[WORK INSTRUCTION] Return every line below as is, leaving out the pictures.

+===+

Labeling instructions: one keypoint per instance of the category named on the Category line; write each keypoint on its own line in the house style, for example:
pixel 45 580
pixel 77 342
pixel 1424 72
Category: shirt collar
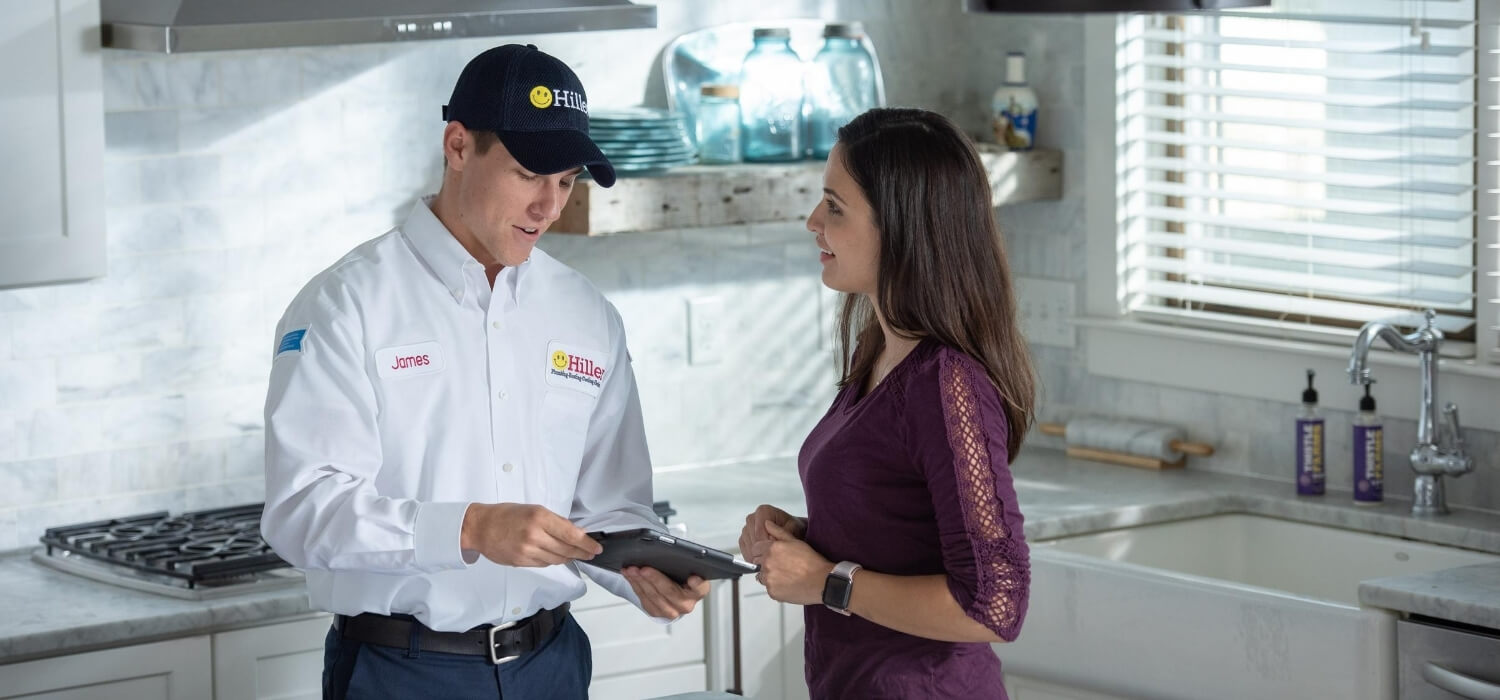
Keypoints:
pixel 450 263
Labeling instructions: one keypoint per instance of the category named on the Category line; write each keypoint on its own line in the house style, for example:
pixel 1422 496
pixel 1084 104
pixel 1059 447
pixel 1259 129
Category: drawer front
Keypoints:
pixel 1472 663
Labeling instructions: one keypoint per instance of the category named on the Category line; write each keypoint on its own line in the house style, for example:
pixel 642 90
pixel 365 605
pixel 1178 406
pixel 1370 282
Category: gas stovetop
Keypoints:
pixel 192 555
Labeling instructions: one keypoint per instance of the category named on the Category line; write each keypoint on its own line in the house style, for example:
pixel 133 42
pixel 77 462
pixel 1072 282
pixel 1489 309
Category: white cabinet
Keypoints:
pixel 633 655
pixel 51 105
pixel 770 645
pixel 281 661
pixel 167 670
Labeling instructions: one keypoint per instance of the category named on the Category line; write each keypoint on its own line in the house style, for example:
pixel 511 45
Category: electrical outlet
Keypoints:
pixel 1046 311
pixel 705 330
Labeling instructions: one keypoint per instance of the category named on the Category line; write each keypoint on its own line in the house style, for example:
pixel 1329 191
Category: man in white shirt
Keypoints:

+===+

[EXERCISE ANSWER]
Labeling instructions: one keypoint per instance of the category named on the Category line; write each keypoint on its own line in the house style, for example:
pixel 45 580
pixel 77 342
pixel 1424 72
Category: shirt collar
Keypoints:
pixel 450 263
Labeling instructions: one keypoint per instance of the category named on the Category line; write each keypoint on its own line in the house style, for example:
pixel 1422 496
pixel 1084 104
pixel 1059 447
pixel 1259 129
Category: drawer front
Keypoints:
pixel 1472 663
Labeling instructions: one keypoint per instance of the category named on the Category line; write each keypoint on its own line in the house style, for example:
pixel 642 90
pixel 365 605
pixel 1178 406
pixel 1370 282
Category: gas stovetop
Keypoints:
pixel 192 555
Labeling instructions: one keypoint per instance of the category named on the Category line; write each keypoint on its own line in the house style, for example:
pixel 133 42
pixel 77 462
pixel 1072 282
pixel 1489 309
Category: white cabinet
Keypoints:
pixel 633 655
pixel 51 105
pixel 770 645
pixel 281 661
pixel 167 670
Labeling instructions: one keypoint per instance of the category named on the Category line; write each keypoint on its own line in the house style, for example:
pixel 511 45
Category: electrical outlet
Keypoints:
pixel 1046 311
pixel 705 330
Labeling instructions: one keypoint per instance of the category named on the Category line; write each keypoint on its own line in the house style, for example:
pixel 1329 191
Category: man in white shirt
Keypoints:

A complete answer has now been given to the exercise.